• **TEXT**:
..........

In one embodiment, the committee machine 109 employs one or more
learning-based classifiers that determine one or more ratings for
the document 102 relative to a selected category or topic such as
pornography, and then combines the results to produce an overall
classification and/or rating. A variety of learning-based
classifiers can be used for rating documents. Examples of such
classifiers include, but are not limited to, decision trees, neural
networks, Bayesian networks, and support vector machines such as
described in the commonly assigned U.S. Pat. No. 6,192,360, the
entire disclosure of which is incorporated herein by reference.
Notably, the type of classifier used to implement the invention is
not as important as the fact that analyzing both textual and
contextual features increases the accuracy of the classification
system 100.

..........

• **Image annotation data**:

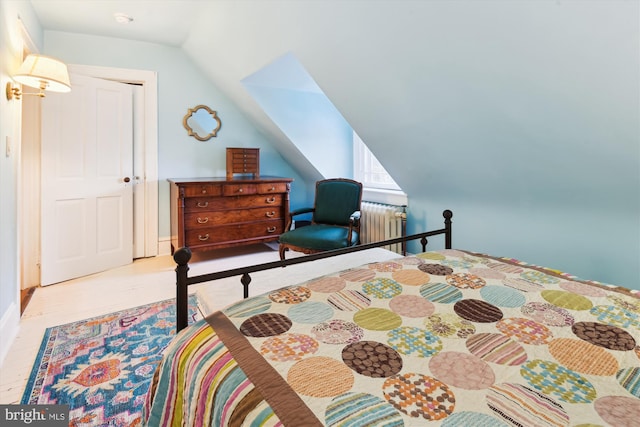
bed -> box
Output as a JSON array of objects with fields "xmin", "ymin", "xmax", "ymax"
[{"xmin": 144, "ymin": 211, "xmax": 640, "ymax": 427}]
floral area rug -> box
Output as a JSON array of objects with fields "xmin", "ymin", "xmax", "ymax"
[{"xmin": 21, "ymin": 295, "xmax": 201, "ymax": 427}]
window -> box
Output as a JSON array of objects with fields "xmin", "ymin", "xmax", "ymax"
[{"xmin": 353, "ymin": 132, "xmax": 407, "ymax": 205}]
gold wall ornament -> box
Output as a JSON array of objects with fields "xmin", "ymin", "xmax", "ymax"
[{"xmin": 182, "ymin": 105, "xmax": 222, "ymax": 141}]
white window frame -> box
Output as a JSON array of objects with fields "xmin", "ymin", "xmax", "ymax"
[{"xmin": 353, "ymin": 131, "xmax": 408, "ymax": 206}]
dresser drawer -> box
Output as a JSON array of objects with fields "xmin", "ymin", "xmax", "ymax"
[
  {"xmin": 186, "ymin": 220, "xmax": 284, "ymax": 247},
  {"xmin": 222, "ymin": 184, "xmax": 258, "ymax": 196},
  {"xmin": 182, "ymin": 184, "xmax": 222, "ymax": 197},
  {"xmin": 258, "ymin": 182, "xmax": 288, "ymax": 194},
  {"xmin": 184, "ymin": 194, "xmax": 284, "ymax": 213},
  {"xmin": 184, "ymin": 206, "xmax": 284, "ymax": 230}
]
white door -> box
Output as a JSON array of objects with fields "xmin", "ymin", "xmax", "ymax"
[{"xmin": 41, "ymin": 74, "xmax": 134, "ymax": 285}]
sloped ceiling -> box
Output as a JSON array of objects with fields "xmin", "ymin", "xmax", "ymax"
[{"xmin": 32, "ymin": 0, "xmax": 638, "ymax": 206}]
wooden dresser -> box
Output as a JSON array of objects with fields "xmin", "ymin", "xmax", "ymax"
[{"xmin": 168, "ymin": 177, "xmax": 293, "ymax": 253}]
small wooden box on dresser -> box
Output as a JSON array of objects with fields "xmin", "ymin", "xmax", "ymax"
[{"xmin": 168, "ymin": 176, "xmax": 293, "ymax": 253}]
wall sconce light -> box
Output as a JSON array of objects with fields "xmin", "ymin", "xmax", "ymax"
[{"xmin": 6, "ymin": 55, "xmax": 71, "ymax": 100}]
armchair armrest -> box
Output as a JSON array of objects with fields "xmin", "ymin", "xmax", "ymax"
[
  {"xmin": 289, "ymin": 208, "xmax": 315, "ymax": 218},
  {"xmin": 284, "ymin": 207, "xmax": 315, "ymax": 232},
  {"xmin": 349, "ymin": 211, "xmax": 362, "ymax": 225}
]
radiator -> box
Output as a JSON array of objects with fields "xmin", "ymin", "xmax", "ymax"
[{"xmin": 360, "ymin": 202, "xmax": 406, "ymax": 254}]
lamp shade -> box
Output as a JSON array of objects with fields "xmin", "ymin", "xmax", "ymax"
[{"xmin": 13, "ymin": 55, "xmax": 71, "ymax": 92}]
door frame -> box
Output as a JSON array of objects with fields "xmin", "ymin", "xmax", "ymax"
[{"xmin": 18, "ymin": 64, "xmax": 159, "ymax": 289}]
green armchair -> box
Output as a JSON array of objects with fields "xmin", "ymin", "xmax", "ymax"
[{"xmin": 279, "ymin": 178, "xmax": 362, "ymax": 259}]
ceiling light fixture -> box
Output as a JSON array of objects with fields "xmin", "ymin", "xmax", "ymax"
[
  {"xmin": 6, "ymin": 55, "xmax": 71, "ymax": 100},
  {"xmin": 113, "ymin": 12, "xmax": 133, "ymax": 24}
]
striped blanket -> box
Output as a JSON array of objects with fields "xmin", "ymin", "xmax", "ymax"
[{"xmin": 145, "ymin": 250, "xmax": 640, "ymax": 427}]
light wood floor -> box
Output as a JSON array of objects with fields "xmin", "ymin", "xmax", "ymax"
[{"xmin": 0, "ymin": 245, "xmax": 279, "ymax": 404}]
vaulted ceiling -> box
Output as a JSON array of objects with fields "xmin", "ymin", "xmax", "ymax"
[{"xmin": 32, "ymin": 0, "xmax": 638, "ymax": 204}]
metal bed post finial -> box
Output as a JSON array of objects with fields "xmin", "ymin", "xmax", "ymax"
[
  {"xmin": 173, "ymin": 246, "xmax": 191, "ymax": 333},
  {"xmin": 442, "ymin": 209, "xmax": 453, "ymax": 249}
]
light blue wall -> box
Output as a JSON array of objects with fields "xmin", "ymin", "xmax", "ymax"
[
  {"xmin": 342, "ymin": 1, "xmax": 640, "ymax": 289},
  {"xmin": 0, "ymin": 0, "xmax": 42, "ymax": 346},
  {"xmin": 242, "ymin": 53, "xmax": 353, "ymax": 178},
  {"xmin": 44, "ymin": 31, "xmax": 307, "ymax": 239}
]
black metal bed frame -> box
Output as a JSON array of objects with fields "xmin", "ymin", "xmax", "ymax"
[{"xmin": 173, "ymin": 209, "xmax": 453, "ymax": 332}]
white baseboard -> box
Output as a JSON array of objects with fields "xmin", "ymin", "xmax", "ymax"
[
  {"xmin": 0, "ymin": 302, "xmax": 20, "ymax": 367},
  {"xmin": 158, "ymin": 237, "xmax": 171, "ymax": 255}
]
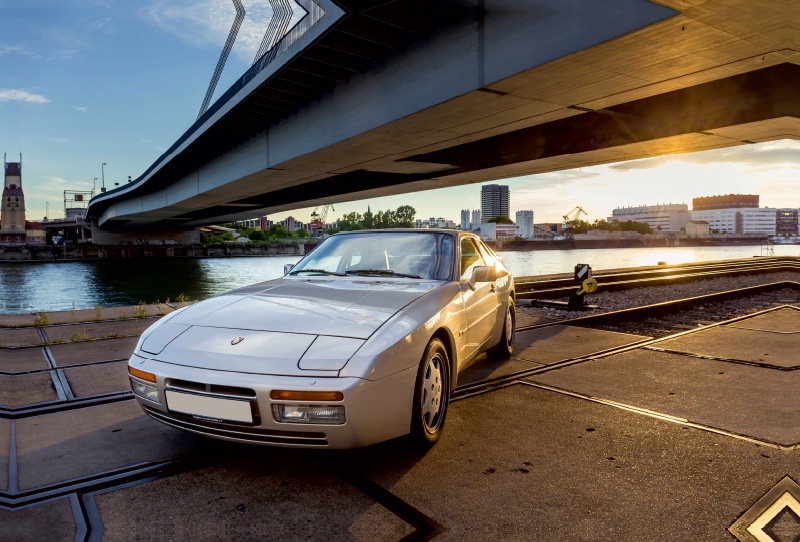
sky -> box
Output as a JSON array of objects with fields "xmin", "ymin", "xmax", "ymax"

..........

• **EXERCISE BRIEF**:
Copy the passage on document classifiers, beginning at "In one embodiment, the" and stopping after "system 100.", and switch "committee machine" to "ensemble engine".

• **COMPLETE OUTPUT**:
In one embodiment, the ensemble engine 109 employs one or more
learning-based classifiers that determine one or more ratings for
the document 102 relative to a selected category or topic such as
pornography, and then combines the results to produce an overall
classification and/or rating. A variety of learning-based
classifiers can be used for rating documents. Examples of such
classifiers include, but are not limited to, decision trees, neural
networks, Bayesian networks, and support vector machines such as
described in the commonly assigned U.S. Pat. No. 6,192,360, the
entire disclosure of which is incorporated herein by reference.
Notably, the type of classifier used to implement the invention is
not as important as the fact that analyzing both textual and
contextual features increases the accuracy of the classification
system 100.